WORK TASK: Transcribe the records below word for word, leaving every picture out.

──────────

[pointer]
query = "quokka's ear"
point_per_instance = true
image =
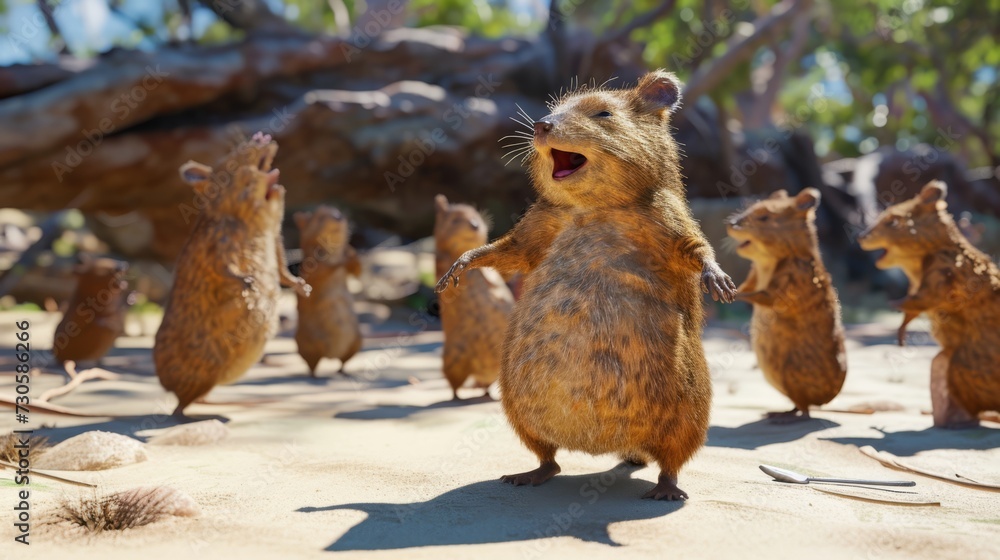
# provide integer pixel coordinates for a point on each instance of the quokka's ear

──────────

OUTPUT BELOW:
[pointer]
query = "quokka's ear"
point_per_instance = true
image =
# provide integer pixel coordinates for a point on each instance of the quokka's ear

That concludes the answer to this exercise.